### PROMPT A:
According to the discussion of China's role in World War II, for which campaign did China supply significant forces?
### PROMPT B:
Retype the stretch of the discussion of China's role in World War II from "Commented Apr 11, 2017" through "than for China.", keeping every word and mark unchanged.

### SELECTED EXCERPT:
_ _ _

I mean that China was attacked by Japan, yet they held no well-known contributions to the allies. So could they have been a third side?

  • 2
    The Russians technically never shared a front with the rest of the allies either (until the armies converged anyway). So you could make this argument about Russia too, if you wanted to carry it to a ridiculous extreme.
    – T.E.D.
    Commented Apr 11, 2017 at 14:28
  • 2
    @T.E.D.: Not ridiculous at all. Russia was initially allied with Nazi Germany in 1939 and forced to "switch sides" in 1941. In a forced choice, I'd make this argument more strongly for Russia than for China.
    – Tom Au
    Commented Apr 12, 2017 at 18:49
  • @TomAu - Yes, you could. But then I'd think Russia could turn that around easily as well. But then you'd have to explain why Stalin thought it so vital the entire war that the Allies open up a major new (unconnected) front against Germany. The answer to that (the large diversion of German forces that would have ensued), is exactly the answer to the question when you change the subject from Russia to China as well.
    – T.E.D.
    Commented Apr 12, 2017 at 19:41
  • 2
    The answer to all questions phrased, "Could X be considered. . . " is "yes". By asking the question, you are considering it to be so. Can you revise the question to clarify what you really want to know? What is a third side? Why would a third side be relevant/interesting? What information would distinguish a third side from a second side? Perhaps what you mean to ask is whether considering China a "third side" (whatever this means) would lead to a deeper understanding of the events of WWII?
    – MCW
    Commented May 6, 2019 at 12:47
  • @T.E.D.: While Russia didn't share a front with the US / the UK, they DID share battle plans.. They did so many one-two punches together. Commented May 6, 2019 at 17:38

4 Answers 4


Not really. They were busy with Japan, and with the Chinese Communist forces, which is why they didn't do much outside of their own territory (they supplied significant forces for the Burma Campaign). In the same way, USSR operations were confined to their own territory for a large part of the war. But in both cases, the Chinese and the USSR kept most of the Japanese and German armies, respectively, busy, making Allied operations in the Pacific and European theatres far easier.

_ _ _

### PROVIDED MATERIAL:
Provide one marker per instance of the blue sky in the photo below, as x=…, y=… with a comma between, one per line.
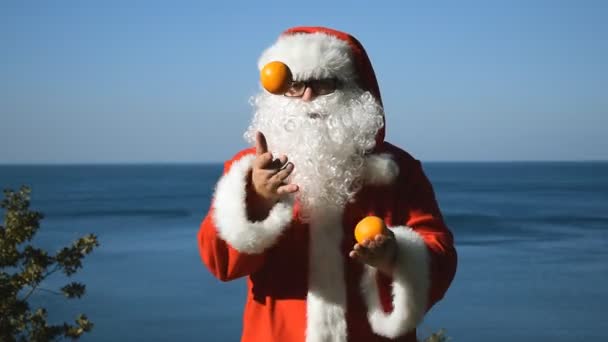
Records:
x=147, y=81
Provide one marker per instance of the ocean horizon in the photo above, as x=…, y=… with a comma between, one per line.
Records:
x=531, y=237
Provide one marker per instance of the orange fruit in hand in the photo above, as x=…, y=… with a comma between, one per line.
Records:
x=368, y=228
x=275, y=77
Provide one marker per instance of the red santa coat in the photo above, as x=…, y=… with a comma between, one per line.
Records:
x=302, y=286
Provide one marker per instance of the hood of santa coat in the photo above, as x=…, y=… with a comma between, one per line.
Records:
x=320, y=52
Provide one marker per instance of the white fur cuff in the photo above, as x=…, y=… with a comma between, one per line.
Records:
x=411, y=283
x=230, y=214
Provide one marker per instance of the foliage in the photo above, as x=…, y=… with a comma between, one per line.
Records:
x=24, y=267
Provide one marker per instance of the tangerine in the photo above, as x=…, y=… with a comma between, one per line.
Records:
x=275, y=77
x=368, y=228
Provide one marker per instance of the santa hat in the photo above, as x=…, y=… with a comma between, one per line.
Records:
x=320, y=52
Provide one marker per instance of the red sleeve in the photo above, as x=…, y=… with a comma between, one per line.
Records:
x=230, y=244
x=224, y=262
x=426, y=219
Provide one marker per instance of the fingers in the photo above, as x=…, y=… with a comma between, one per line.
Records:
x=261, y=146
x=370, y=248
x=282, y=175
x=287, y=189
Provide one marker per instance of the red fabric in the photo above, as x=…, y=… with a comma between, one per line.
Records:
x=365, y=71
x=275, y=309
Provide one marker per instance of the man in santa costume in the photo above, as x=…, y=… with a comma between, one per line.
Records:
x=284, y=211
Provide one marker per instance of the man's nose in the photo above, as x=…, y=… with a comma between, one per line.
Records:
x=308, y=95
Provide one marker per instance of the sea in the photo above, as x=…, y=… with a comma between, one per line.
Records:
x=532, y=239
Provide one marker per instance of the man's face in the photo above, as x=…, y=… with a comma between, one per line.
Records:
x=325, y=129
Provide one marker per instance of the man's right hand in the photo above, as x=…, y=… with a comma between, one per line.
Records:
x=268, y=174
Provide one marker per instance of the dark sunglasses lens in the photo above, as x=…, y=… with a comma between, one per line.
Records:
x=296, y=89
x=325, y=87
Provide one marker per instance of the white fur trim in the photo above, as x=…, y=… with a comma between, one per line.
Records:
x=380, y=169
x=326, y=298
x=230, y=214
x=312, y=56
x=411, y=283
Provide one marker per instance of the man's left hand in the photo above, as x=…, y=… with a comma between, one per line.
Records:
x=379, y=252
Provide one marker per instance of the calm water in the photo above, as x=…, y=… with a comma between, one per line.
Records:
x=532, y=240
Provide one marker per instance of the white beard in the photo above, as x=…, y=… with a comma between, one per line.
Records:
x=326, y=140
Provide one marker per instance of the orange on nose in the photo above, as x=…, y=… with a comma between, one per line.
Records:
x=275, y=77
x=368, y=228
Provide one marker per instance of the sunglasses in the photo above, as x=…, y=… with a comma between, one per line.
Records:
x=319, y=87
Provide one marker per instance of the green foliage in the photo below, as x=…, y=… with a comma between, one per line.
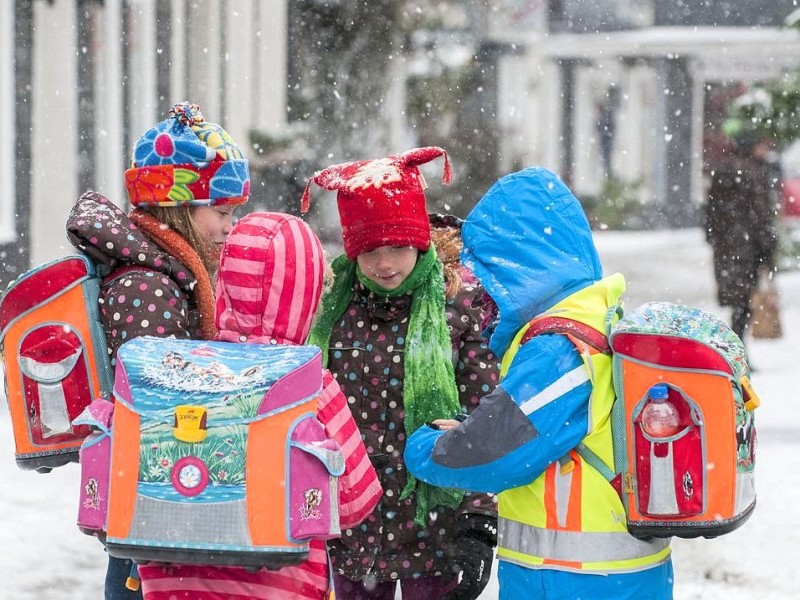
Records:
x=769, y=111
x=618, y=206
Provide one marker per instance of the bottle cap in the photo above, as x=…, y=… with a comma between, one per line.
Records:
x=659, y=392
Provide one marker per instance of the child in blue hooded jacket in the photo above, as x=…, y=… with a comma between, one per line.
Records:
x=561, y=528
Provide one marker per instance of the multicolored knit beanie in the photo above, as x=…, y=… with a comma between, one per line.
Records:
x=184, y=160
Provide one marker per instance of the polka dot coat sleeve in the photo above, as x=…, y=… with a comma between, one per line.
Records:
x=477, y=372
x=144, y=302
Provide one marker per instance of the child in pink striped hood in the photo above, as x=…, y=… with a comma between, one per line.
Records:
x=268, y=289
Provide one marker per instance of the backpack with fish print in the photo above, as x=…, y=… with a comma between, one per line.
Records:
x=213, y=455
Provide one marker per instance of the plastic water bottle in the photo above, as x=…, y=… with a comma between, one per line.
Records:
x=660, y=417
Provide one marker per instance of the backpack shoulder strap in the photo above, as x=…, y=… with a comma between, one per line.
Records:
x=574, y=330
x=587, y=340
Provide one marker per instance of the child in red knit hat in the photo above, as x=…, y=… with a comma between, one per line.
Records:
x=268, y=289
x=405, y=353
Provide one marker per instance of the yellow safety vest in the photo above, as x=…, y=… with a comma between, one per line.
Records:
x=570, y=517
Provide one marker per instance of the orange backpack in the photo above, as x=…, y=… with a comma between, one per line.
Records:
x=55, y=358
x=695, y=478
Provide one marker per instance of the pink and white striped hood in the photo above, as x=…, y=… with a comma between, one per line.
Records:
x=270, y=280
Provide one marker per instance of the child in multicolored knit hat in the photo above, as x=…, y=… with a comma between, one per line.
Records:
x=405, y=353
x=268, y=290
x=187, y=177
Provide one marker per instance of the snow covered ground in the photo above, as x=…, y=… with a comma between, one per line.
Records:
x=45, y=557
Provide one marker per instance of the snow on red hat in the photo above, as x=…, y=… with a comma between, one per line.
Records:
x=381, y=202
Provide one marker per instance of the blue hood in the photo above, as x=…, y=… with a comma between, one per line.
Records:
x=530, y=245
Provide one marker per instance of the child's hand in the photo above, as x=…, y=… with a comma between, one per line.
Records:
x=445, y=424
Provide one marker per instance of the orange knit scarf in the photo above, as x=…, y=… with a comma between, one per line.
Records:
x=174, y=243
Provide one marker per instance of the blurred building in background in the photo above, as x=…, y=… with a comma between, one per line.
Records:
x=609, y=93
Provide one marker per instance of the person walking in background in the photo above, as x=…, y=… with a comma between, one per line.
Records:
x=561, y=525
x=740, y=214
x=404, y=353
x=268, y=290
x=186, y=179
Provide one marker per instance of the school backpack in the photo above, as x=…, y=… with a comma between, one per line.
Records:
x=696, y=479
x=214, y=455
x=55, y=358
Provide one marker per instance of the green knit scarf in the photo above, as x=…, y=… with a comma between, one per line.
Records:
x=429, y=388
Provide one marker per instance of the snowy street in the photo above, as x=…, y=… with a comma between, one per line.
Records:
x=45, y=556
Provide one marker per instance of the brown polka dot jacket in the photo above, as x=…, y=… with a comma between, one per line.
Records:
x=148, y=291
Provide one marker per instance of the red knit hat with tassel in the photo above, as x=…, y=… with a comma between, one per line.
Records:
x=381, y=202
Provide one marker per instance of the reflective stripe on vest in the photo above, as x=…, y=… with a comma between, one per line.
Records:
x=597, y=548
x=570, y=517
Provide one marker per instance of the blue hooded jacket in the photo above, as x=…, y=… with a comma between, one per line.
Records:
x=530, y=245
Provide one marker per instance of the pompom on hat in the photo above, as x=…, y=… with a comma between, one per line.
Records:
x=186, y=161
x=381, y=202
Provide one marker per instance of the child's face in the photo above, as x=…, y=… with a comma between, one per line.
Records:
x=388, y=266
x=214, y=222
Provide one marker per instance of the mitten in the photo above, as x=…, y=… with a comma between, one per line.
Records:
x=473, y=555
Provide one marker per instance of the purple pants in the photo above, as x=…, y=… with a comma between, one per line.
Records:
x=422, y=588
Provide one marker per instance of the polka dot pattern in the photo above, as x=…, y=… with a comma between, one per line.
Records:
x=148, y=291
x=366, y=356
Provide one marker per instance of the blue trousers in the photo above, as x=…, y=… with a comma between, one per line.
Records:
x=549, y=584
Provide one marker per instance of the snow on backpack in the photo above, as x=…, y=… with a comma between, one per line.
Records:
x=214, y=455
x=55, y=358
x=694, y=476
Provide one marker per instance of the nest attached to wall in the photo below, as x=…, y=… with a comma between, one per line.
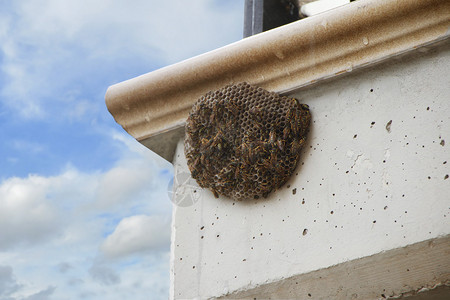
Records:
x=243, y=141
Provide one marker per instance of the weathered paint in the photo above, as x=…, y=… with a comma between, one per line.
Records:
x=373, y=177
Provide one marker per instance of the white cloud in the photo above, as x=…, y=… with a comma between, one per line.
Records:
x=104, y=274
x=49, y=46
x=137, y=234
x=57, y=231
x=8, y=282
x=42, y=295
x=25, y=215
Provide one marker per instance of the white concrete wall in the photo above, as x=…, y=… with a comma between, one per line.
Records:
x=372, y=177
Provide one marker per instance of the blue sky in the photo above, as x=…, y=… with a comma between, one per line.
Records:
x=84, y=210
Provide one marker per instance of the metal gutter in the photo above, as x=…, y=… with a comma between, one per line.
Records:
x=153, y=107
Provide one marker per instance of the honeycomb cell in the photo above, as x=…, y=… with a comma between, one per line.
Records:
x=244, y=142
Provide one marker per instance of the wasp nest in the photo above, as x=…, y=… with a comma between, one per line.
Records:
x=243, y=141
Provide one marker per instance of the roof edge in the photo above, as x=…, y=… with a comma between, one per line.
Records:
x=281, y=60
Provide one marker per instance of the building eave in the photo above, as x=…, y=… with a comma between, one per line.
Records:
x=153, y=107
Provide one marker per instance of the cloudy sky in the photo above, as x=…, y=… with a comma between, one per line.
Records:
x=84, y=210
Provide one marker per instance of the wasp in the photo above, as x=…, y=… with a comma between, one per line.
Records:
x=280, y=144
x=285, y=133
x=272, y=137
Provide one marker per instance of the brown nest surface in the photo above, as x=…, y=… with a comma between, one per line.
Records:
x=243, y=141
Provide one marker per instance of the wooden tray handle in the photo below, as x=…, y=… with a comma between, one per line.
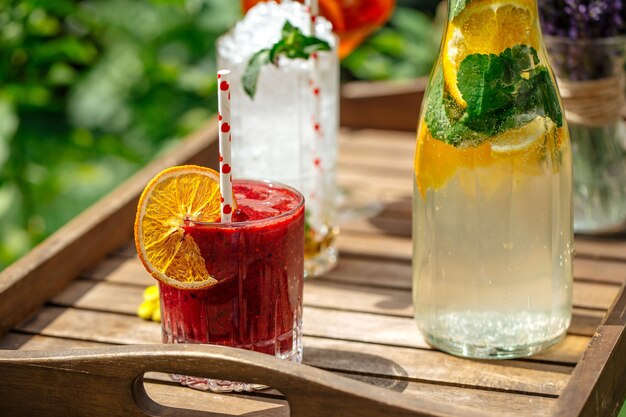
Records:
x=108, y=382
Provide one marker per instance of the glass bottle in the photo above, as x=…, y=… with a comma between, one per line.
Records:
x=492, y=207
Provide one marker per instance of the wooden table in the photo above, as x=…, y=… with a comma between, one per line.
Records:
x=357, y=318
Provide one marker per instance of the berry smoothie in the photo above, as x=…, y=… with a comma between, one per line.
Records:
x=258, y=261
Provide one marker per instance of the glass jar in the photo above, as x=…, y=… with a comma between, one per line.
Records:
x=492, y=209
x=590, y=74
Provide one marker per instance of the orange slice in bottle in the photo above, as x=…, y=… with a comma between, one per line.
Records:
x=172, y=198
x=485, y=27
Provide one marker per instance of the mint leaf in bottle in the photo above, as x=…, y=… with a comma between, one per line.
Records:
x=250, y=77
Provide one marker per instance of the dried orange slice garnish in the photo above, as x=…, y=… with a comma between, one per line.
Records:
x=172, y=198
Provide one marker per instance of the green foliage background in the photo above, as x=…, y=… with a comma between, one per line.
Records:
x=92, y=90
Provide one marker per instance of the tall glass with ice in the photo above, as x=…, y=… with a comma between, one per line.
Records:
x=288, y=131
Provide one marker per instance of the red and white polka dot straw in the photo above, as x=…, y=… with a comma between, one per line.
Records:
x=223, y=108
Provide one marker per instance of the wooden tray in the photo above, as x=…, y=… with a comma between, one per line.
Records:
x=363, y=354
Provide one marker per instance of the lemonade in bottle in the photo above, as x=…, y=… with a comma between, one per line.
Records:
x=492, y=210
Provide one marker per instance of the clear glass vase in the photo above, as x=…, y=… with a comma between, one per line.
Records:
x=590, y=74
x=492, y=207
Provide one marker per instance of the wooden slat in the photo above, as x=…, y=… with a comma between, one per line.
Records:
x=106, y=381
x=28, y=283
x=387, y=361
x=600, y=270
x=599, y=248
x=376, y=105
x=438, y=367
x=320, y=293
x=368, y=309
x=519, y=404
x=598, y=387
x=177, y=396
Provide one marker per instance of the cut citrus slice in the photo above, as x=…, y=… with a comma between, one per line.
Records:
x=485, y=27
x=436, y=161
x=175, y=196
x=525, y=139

_ _ _

### WRITTEN RESPONSE A:
The Burma Campaign.

### WRITTEN RESPONSE B:
Commented Apr 11, 2017 at 14:28
  • 2
    @T.E.D.: Not ridiculous at all. Russia was initially allied with Nazi Germany in 1939 and forced to "switch sides" in 1941. In a forced choice, I'd make this argument more strongly for Russia than for China.